▸ Document:
╭──

Le 15 juillet 2025, le ministère japonais de la Défense a rendu public son très attendu Livre blanc annuel, document de référence qui passe au crible la situation stratégique du Japon et dessine la feuille de route sécuritaire pour les années à venir. L’édition 2025 marque une rupture dans le ton, la doctrine et les priorités d’allocation des ressources, en sonnant une « alerte rouge » sur l’expansion militaire chinoise. L’introduction du rapport, adoptant un vocabulaire rare dans la tradition diplomatique japonaise, qualifie « l’évolution accélérée et agressive » de la Chine de « péril direct et systémique » pour la stabilité régionale.
Une montée en puissance chinoise jugée sans précédent
Selon le Livre blanc, la Chine a accru la fréquence de ses incursions aériennes et maritimes près de l’archipel des Senkaku (Diaoyu en chinois), que le Japon administre mais que Pékin revendique avec insistance. Le rapport détaille :
- Un doublement des sorties de navires garde-côtes chinois autour des îles contestées au premier semestre 2025
- Des exercices militaires conjoints sino-russes plus massifs et plus fréquents en mer d’Okhotsk, à portée de missile du territoire japonais
- L’expansion rapide de la flotte de surface chinoise (ports, porte-avions, sous-marins) et construction de nouvelles bases sur des îles artificielles en mer de Chine orientale
En parallèle, le Livre blanc pointe « l’optimisation systématique des moyens de guerre électronique et d’armes hypersoniques chinoises », ainsi que le caractère « délibérément ambigu » de la doctrine militaire de Pékin, qui entretient le flou sur l’emploi de la force dans ses zones d’intérêts vitaux.

Modernisation accélérée et révision de la doctrine japonaise
Face à ce constat alarmant, le gouvernement de Fumio Kishida affiche une volonté de changement : pour la première fois depuis l’après-guerre, le Livre blanc évoque la possibilité d’attaques cyber et spatiales « préemptives » en cas de menace grave. Il préconise :
- La hausse du budget de la défense à 2,2% du PIB (record historique)
- Le déploiement de batteries anti-missiles hypersoniques sur l’arc Nansei et à Hokkaido
- L’intégration renforcée des forces d’autodéfense japonaises avec le Commandement Indo-Pacifique des États-Unis
- Un plan de recrutement de 30 000 nouveaux réservistes et la collaboration active avec l’industrie nationale des hautes technologies de défense (Mitsubishi Heavy Industries, Kawasaki)

╰──

▸ Extraits de données:

╭──

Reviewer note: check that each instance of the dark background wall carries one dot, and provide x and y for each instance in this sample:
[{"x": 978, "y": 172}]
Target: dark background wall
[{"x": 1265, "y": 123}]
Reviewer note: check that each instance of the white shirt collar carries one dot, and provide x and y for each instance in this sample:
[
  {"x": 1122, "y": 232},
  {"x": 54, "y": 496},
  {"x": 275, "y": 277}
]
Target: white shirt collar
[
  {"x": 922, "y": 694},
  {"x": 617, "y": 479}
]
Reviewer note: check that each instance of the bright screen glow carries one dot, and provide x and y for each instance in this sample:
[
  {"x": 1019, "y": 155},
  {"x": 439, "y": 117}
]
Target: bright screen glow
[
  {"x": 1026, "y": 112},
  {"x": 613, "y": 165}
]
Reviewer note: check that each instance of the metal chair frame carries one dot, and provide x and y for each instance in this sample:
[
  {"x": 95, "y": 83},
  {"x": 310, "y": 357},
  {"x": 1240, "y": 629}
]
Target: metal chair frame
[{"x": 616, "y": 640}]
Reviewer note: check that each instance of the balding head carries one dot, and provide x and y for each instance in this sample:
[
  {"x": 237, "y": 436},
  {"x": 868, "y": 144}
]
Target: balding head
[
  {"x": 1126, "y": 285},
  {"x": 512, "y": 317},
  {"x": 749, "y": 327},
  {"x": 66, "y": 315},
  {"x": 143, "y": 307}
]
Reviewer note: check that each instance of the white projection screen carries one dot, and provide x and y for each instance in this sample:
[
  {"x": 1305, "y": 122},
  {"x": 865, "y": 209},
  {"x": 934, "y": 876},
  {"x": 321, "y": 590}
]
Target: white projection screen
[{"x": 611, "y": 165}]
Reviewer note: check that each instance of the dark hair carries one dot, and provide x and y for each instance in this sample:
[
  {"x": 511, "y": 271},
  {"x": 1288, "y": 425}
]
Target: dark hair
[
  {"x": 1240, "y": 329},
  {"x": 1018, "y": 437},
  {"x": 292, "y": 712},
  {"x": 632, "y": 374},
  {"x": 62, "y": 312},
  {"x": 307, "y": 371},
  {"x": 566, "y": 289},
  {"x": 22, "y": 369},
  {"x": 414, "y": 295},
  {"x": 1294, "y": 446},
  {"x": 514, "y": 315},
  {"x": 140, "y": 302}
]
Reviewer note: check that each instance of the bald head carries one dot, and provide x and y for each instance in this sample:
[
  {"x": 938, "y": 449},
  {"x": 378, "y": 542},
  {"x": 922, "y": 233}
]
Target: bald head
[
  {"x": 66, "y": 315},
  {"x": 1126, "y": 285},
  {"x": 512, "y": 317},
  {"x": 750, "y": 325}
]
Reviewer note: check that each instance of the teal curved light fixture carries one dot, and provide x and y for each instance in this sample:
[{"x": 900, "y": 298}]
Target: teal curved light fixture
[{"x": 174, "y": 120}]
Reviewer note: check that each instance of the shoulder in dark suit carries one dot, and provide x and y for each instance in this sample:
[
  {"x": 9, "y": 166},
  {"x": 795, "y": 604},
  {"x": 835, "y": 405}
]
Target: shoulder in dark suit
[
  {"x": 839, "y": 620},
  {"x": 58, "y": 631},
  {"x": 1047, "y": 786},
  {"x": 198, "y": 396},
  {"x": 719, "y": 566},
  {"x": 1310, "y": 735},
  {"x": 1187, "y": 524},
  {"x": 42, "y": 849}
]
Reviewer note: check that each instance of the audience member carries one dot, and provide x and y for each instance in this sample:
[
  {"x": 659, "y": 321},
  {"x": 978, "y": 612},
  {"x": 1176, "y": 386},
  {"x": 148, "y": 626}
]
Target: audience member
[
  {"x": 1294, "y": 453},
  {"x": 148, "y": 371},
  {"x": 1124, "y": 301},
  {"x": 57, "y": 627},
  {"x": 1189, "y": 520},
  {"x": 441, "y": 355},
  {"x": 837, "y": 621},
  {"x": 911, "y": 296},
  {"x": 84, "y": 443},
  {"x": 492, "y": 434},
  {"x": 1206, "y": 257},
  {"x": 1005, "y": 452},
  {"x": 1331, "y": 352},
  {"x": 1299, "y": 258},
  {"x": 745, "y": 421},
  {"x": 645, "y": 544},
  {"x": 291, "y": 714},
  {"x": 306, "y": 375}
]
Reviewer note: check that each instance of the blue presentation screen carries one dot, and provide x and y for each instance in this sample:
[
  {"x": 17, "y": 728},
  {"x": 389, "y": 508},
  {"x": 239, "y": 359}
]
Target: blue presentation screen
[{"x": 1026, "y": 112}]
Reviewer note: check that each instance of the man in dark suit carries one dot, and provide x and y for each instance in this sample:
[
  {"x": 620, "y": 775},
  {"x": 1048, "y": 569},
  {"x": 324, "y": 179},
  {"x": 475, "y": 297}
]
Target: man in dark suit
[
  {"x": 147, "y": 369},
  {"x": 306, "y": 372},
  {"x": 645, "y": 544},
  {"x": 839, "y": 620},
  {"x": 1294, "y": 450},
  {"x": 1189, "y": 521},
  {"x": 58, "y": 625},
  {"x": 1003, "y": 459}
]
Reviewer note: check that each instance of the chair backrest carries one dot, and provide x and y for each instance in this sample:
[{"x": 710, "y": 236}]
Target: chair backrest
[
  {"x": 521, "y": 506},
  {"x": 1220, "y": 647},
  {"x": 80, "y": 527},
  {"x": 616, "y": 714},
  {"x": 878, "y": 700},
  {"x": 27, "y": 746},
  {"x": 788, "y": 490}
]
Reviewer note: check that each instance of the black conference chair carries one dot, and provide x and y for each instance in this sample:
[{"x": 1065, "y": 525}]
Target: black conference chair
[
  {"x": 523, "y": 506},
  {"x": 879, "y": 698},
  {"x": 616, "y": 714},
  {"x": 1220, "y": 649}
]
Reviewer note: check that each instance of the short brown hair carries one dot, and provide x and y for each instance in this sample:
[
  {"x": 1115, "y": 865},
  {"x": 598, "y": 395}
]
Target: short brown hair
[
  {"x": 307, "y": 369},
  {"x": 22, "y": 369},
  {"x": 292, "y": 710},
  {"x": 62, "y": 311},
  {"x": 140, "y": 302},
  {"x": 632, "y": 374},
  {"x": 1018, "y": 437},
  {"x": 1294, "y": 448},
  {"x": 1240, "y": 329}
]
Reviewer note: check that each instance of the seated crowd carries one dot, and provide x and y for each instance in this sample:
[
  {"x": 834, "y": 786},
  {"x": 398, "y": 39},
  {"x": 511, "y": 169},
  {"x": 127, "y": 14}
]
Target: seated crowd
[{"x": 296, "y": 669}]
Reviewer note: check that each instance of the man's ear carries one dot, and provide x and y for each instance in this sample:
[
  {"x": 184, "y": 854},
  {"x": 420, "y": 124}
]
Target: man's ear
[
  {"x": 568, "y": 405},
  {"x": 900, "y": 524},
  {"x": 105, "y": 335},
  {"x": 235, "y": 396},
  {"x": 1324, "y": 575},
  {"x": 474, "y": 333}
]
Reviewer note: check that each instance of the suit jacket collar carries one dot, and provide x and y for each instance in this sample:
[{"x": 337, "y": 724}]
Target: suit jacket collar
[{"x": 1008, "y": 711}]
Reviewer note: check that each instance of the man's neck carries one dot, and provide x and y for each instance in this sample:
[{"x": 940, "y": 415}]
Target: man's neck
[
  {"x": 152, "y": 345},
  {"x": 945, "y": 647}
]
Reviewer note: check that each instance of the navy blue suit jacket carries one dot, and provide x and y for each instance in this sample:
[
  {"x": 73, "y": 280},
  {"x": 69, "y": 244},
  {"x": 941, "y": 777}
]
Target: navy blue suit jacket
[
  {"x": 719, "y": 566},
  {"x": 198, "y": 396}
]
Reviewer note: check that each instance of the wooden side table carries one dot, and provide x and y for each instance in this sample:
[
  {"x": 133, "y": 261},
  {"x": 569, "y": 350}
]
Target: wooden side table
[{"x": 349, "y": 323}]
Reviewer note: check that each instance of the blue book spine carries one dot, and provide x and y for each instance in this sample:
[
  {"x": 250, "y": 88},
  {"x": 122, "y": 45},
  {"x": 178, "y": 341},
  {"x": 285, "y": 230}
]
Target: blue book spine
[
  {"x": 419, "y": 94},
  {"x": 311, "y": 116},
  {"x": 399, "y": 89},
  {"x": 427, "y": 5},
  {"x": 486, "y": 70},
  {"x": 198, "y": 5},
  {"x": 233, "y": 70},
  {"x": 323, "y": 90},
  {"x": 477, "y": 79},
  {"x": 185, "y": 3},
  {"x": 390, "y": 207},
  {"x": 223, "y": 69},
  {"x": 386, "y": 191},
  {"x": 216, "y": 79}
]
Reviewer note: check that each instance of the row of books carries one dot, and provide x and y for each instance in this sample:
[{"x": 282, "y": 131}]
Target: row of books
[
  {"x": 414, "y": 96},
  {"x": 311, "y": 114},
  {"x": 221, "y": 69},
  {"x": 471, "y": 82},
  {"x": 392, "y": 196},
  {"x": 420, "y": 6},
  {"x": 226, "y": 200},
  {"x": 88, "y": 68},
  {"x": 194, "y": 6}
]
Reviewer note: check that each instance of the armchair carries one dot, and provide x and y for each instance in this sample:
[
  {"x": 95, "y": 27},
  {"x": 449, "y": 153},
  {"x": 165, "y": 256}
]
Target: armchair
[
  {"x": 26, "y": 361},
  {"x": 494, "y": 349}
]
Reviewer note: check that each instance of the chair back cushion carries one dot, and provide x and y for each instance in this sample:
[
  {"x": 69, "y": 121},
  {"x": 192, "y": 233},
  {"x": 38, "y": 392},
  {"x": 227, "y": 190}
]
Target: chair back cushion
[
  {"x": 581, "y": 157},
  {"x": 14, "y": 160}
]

╰──

▸ À réaliser:
Reproduisez à l'identique le passage de l'article sur le Livre blanc japonais qui va de « - Le déploiement » jusqu'à « Heavy Industries, Kawasaki) » inclus. Le matériau ci-dessus ne présente aucun lien avec l'article sur le Livre blanc japonais.

▸ Solution proposée:
- Le déploiement de batteries anti-missiles hypersoniques sur l’arc Nansei et à Hokkaido
- L’intégration renforcée des forces d’autodéfense japonaises avec le Commandement Indo-Pacifique des États-Unis
- Un plan de recrutement de 30 000 nouveaux réservistes et la collaboration active avec l’industrie nationale des hautes technologies de défense (Mitsubishi Heavy Industries, Kawasaki)